### Exercises to complete
1) Repeat the passage of the coronation regalia article from "The seen and" up to and including "taken in 1952.", word for word.
2) Carry on the coronation regalia article from its final sentence, writing what comes next.

Explainer
Culture
Royalty
4 min read

The seen and the unseen of the coronation regalia

The coronation’s magnificent regalia is not just bling. Ian Bradley unlocks their visual symbolism and the deep meaning linking the objects.

Ian Bradley is Emeritus Professor of Cultural and Spiritual History at the University of St Andrews.

A crown, orb and sceptre rest on velvet cushions.
St Edward's Crown, and the sovereign's orb, sceptres and ring. The first colour photograph the regalia, taken in 1952.
United Kingdom Government, Public domain, via Wikimedia Commons.

In the course of his coronation on May 6 Charles III will be presented (the technical term is invested) with a number of ancient objects and clothed in various special garments. Known collectively as the coronation regalia, all have deep symbolic significance and point to the Christian basis of the ceremony and of the British monarchy. 

Crowning glory

A crown of gold with purple cloth and an orb and cross.
St Edward's Crown.

The crown which will be placed on the king’s head by the Archbishop of Canterbury is, of course, the most splendid and iconic symbol of majesty. Like the other items of the coronation regalia, it was specially made for the coronation of Charles II in 1661 to replace the medieval regalia which had been broken up and melted down during the time of the Commonwealth and Protectorate when England was without a monarchy in the mid-seventeenth century. Known as St Edward’s Crown, it replaced a medieval original which is said to have been made for King Edward the Confessor, a saintly eleventh century king who built the original Westminster Abbey and was officially canonised as a saint in 1161. Weighing nearly 5 lbs and made of solid gold, its rim is set with precious gems and from it spring two arches symbolising sovereignty. Where they meet there is a gold orb surmounted by a jewelled cross, a reminder of the cross of Christ and of His sovereignty over all.

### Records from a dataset
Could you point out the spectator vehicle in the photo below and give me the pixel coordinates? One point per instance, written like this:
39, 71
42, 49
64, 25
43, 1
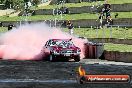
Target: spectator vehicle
63, 49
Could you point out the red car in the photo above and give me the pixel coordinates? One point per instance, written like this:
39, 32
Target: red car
63, 49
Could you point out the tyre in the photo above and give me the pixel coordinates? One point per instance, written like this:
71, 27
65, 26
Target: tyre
77, 58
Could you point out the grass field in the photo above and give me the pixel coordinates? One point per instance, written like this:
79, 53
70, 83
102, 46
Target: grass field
64, 17
118, 47
103, 33
84, 4
3, 29
108, 46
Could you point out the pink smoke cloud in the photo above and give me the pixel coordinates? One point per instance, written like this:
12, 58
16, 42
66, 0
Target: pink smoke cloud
27, 41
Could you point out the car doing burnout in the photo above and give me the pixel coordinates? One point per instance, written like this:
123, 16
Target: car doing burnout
63, 49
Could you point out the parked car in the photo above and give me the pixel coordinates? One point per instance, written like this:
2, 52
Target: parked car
63, 49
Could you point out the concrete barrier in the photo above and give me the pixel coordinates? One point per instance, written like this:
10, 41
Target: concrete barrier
87, 9
118, 56
93, 50
111, 40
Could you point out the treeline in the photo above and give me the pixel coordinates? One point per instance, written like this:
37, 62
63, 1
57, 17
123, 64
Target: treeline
18, 4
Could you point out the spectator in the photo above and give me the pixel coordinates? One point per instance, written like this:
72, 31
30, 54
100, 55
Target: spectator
70, 27
116, 15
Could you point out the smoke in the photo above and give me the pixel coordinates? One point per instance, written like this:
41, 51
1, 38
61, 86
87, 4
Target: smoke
26, 42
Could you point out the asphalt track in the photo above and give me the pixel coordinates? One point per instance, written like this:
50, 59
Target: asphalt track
40, 74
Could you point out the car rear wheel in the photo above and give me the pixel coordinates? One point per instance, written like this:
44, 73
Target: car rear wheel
51, 58
77, 58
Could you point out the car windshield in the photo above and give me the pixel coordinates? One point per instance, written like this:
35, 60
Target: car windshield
62, 43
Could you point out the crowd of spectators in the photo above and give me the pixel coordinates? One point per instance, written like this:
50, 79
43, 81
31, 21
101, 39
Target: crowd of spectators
105, 13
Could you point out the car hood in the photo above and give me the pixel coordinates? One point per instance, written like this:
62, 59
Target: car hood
65, 48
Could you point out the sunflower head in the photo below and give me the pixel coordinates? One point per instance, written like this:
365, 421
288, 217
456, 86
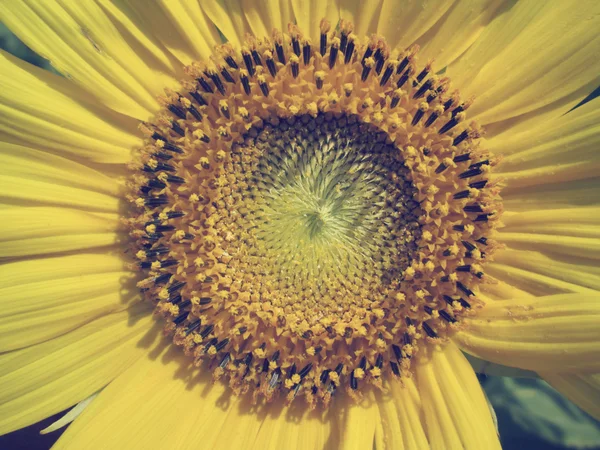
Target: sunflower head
312, 216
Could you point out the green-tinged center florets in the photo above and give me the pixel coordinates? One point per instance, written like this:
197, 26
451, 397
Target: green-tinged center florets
322, 205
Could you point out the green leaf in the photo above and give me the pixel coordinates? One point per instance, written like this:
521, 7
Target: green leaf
535, 408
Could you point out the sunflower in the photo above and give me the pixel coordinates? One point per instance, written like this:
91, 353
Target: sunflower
292, 193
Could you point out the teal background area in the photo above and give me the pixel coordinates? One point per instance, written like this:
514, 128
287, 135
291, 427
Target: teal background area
531, 415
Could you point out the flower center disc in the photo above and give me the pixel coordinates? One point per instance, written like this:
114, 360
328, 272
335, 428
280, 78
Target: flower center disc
311, 216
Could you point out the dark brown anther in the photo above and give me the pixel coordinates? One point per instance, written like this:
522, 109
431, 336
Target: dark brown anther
323, 44
177, 129
417, 117
271, 66
264, 87
205, 86
231, 62
333, 51
349, 51
226, 75
429, 330
365, 73
461, 137
198, 98
248, 62
386, 75
179, 112
306, 53
245, 83
448, 126
295, 69
256, 58
218, 83
423, 89
431, 119
280, 53
403, 79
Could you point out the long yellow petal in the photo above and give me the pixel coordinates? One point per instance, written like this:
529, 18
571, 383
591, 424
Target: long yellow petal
364, 15
578, 193
45, 298
294, 428
456, 412
42, 166
44, 230
554, 151
531, 282
185, 408
266, 15
552, 333
535, 54
45, 111
585, 247
583, 390
359, 423
457, 30
576, 271
193, 26
39, 381
29, 192
402, 419
229, 18
119, 66
309, 13
403, 23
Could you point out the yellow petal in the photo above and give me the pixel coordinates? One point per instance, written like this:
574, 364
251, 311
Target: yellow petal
554, 151
568, 245
309, 13
359, 422
294, 428
42, 166
552, 333
530, 282
72, 126
193, 25
402, 416
457, 30
456, 412
229, 18
39, 381
160, 402
118, 65
45, 298
364, 15
44, 230
575, 271
265, 15
535, 54
402, 23
583, 390
553, 196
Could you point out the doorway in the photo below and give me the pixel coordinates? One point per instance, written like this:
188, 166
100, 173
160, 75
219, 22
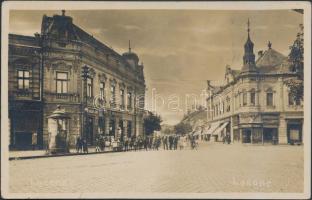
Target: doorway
294, 133
269, 134
246, 133
89, 135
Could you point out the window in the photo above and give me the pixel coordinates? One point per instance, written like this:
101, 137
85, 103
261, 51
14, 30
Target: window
129, 99
61, 82
252, 97
292, 101
90, 87
269, 98
113, 97
244, 98
122, 98
23, 79
102, 89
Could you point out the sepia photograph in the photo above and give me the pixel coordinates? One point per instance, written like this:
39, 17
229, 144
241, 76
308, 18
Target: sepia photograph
156, 100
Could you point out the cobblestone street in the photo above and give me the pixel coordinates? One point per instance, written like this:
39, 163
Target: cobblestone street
211, 168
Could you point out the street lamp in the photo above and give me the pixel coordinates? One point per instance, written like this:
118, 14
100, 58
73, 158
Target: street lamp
85, 75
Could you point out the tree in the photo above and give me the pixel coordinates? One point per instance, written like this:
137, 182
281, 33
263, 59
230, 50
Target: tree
295, 57
182, 128
152, 123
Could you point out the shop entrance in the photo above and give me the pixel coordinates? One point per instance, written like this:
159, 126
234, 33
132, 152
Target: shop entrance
269, 135
294, 133
23, 140
246, 135
89, 135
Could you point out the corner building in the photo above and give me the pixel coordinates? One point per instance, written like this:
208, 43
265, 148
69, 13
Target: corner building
254, 105
46, 71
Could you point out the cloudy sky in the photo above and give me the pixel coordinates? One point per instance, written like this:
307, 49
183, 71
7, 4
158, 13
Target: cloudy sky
180, 49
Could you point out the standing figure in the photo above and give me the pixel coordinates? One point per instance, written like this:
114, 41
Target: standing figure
34, 140
85, 146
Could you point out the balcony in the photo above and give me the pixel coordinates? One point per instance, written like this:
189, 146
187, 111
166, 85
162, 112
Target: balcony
63, 97
122, 106
129, 108
113, 104
23, 93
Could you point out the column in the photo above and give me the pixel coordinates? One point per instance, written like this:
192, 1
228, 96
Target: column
282, 131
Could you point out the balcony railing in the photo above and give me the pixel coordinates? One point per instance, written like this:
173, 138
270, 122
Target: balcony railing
65, 97
129, 108
23, 93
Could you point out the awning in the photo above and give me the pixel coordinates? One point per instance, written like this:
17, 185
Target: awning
212, 128
220, 128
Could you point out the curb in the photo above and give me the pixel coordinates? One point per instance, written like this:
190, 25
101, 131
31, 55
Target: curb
60, 155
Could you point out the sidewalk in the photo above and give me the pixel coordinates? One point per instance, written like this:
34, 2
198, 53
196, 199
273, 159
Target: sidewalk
31, 154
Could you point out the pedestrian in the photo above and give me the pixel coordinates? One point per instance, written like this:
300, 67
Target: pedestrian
78, 144
34, 141
170, 141
102, 143
97, 144
85, 146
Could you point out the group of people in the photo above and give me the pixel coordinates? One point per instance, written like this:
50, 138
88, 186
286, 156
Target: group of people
169, 142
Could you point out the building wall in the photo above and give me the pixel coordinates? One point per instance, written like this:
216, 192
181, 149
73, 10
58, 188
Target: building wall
258, 116
65, 54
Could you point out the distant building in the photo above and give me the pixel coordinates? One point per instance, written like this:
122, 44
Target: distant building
254, 105
112, 96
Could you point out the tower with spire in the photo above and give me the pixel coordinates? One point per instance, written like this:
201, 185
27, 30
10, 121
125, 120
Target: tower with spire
249, 64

### Answers per task
1)
The seen and the unseen of the coronation regalia

The coronation’s magnificent regalia is not just bling. Ian Bradley unlocks their visual symbolism and the deep meaning linking the objects.

Ian Bradley is Emeritus Professor of Cultural and Spiritual History at the University of St Andrews.

A crown, orb and sceptre rest on velvet cushions.
St Edward's Crown, and the sovereign's orb, sceptres and ring. The first colour photograph the regalia, taken in 1952.

2)
Placing St Edward’s Crown on the monarch’s head, the Archbishop traditionally says:  

‘God crown you with a crown of glory and righteousness, that having a right faith and manifold fruit of good works, you may obtain the crown of an everlasting kingdom by the gift of him whose kingdom endureth for ever.’ 

The orb’s different empire 

An orb of gold with a cross on top of it.
The Sovereign's Orb.

The crown is not the only conspicuous symbol of Christ’s power and sovereignty that will make an appearance at the coronation. The orb, which is customarily put into the monarch’s right hand before his crowning, is the oldest emblem of Christian sovereignty, used by later Roman Emperors and Anglo-Saxon kings. A ball of gold surmounted by a large cross thickly studded with diamonds and set in an amethyst base, it acts as a reminder, in the Archbishop’s words, ‘that the whole world is subject to the Power and Empire of Christ’.  Its first appearances in Britain are on a seal of Edward the Confessor in use between 1053 and 1065 and in a depiction of the crowning of King Harold in the Bayeux Tapestry. It is significant that the complex planning of Charles III’s coronation is code-named ‘Operation Golden Orb’. 

The wedding ring 

The ring, in Latin annulus, which is next traditionally placed on the fourth finger of the right hand has often been specifically made to fit the new sovereign, although Elizabeth II used an existing one inlaid with a ruby and engraved with St George's cross. It is presented to symbolise the marriage of monarch and country and was known in medieval times as ‘the wedding ring of England’.  

The sceptre’s power 

a golden sceptre topped by a cross lies next to a golden rod with an eagle on top.
The Sovereign's Sceptre and Rod.

The final pieces of regalia with which a monarch is traditionally invested before being crowned are the rod and sceptre, known in Latin as the baculus and the sceptrus. These may originally have derived from the rod and staff mentioned in Psalm 23. The solid gold sceptre has since 1910 contained the largest clear-cut diamond in the world, part of the massive Cullinan diamond found in the Transvaal in 1905. It is surmounted by a cross, which stands for kingly power and justice. The longer rod, also made of solid gold, is surmounted by a dove, signifying equity and mercy.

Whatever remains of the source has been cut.